• **SUPPLIED DATA**:
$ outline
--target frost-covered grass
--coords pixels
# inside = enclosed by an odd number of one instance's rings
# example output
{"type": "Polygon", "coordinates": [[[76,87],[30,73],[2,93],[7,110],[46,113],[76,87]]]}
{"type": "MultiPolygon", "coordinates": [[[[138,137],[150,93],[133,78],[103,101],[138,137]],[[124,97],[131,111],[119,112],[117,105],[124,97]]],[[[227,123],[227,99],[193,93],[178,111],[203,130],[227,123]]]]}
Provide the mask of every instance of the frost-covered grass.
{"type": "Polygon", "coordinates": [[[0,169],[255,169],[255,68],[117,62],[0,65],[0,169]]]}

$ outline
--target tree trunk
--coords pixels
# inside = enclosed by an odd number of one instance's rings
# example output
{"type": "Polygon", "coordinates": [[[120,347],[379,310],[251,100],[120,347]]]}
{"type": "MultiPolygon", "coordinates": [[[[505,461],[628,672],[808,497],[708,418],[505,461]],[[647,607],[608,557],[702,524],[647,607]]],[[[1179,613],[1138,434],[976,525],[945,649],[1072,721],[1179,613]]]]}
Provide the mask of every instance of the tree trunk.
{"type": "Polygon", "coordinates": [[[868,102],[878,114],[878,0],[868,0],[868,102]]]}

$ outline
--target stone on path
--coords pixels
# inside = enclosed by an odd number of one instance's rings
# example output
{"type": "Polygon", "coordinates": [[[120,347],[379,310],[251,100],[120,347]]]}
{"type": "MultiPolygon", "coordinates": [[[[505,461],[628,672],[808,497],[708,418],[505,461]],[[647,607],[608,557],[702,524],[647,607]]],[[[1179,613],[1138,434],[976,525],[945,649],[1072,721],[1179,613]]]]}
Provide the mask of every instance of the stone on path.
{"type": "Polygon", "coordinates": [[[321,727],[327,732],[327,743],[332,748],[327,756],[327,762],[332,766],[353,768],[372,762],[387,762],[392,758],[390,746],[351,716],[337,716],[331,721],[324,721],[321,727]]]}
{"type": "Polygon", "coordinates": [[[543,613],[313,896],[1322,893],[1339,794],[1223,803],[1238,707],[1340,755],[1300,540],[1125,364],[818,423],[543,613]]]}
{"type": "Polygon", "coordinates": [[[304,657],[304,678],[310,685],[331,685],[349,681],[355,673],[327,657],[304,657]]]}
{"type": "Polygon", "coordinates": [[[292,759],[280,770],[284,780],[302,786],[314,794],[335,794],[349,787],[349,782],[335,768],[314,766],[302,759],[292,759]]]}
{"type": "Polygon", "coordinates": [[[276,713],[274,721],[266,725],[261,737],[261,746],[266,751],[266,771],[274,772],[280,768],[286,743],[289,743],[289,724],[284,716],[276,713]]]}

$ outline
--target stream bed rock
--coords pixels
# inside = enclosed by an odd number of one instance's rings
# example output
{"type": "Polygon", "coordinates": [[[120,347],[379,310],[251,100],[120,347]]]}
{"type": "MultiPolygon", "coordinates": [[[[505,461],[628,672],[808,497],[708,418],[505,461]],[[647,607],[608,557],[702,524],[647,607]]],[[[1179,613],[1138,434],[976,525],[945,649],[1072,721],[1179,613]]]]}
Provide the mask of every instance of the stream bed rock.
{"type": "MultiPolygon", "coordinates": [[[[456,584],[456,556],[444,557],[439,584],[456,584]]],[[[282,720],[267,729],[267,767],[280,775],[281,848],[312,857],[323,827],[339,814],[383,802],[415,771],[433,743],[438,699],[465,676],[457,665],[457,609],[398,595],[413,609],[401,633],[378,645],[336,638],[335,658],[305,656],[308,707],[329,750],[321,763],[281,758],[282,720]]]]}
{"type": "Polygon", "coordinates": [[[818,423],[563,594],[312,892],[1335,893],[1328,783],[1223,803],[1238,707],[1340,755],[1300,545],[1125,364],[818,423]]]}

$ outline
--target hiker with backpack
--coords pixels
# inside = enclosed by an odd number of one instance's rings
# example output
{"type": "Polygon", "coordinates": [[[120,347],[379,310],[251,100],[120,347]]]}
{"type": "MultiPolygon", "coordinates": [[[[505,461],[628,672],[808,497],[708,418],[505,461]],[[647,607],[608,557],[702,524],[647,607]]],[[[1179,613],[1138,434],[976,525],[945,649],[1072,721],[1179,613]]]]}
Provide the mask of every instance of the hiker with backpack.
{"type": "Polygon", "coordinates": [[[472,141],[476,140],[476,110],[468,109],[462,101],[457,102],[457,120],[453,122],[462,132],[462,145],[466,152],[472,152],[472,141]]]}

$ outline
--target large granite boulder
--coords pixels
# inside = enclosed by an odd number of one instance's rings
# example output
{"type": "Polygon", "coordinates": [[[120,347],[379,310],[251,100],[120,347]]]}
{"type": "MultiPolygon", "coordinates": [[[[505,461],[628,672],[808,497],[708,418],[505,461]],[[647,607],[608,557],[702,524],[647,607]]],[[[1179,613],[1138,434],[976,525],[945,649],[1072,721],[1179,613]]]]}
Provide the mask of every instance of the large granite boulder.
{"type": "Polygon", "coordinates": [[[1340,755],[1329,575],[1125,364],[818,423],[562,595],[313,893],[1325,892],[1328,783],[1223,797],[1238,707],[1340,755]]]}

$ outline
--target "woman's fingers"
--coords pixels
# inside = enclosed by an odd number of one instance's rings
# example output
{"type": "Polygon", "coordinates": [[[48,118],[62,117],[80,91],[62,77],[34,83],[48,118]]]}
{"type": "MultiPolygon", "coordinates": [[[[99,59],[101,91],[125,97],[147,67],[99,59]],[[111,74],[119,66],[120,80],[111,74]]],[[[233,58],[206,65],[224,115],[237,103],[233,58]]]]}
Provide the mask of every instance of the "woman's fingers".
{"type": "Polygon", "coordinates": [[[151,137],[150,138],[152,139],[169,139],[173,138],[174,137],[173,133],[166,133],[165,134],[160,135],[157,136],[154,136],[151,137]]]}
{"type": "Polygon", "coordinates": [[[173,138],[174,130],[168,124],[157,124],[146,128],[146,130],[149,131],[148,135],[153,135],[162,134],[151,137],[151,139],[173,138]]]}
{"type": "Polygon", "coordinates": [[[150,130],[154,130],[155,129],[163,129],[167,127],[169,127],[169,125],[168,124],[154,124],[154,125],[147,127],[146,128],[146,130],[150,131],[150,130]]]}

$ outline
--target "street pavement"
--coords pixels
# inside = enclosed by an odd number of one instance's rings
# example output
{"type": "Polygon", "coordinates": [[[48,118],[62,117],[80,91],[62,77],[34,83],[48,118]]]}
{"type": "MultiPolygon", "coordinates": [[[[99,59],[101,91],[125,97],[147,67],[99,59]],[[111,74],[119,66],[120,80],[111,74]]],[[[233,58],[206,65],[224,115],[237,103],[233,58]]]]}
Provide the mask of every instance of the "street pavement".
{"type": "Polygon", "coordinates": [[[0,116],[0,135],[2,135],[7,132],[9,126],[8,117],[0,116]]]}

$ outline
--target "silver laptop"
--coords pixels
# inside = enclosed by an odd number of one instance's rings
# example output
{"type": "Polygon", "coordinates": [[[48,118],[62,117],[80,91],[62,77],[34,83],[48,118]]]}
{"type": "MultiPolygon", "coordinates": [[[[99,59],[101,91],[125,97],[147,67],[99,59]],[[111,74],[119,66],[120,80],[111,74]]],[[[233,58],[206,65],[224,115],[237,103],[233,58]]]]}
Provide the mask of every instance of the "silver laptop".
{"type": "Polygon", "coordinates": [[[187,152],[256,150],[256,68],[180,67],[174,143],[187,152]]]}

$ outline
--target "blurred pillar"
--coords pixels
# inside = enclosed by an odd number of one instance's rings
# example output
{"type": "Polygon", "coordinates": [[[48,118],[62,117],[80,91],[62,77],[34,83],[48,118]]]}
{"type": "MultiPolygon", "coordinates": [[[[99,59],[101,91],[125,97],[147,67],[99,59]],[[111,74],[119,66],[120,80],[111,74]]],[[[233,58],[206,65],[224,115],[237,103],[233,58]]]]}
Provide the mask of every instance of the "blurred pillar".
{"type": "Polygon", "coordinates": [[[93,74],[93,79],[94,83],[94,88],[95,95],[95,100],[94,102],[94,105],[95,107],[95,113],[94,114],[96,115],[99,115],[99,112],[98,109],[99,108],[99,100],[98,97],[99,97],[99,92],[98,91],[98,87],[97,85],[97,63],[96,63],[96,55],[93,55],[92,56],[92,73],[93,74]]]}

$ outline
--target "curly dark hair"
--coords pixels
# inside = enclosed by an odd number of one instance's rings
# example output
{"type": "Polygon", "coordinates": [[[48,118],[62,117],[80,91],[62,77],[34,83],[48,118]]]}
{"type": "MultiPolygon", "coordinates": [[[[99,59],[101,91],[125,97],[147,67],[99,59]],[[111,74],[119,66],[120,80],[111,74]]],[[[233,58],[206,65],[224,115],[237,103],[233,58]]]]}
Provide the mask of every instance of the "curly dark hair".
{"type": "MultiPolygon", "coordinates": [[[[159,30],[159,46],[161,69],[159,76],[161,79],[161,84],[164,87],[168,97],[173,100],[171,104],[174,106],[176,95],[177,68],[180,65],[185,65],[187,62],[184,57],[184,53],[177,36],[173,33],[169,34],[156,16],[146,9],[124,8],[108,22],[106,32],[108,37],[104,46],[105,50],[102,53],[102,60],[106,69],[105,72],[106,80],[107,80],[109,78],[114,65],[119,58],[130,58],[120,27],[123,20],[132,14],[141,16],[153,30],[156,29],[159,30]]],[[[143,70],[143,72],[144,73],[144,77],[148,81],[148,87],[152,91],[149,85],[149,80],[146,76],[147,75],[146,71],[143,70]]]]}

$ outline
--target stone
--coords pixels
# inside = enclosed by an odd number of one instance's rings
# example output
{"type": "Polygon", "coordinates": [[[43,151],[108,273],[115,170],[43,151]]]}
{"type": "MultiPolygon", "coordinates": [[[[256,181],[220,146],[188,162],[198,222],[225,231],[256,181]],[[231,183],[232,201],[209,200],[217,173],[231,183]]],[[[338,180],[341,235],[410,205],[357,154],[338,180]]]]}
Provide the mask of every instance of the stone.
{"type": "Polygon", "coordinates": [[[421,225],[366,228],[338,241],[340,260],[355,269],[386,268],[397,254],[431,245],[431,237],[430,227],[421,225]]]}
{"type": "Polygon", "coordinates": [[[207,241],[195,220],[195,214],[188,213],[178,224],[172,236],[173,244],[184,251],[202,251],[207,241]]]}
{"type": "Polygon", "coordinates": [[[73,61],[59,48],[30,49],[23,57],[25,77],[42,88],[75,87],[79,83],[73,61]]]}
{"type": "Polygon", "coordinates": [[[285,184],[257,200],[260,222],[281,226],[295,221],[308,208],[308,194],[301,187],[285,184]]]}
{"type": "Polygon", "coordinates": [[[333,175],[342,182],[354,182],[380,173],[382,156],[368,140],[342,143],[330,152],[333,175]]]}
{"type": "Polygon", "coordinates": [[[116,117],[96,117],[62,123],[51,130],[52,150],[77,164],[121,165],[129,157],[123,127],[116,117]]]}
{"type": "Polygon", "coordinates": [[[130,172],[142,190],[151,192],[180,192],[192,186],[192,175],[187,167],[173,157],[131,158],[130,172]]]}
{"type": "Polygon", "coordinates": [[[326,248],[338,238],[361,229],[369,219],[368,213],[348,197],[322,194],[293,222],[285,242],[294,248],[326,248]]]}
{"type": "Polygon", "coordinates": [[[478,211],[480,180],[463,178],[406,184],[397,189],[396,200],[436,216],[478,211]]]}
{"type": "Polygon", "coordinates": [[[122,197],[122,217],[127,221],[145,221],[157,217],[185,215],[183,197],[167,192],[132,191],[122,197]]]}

• **AIM OF THE EXERCISE**:
How many lines of the records above contain the string "stream"? Reply with the number alone.

• **THE OUTPUT**:
2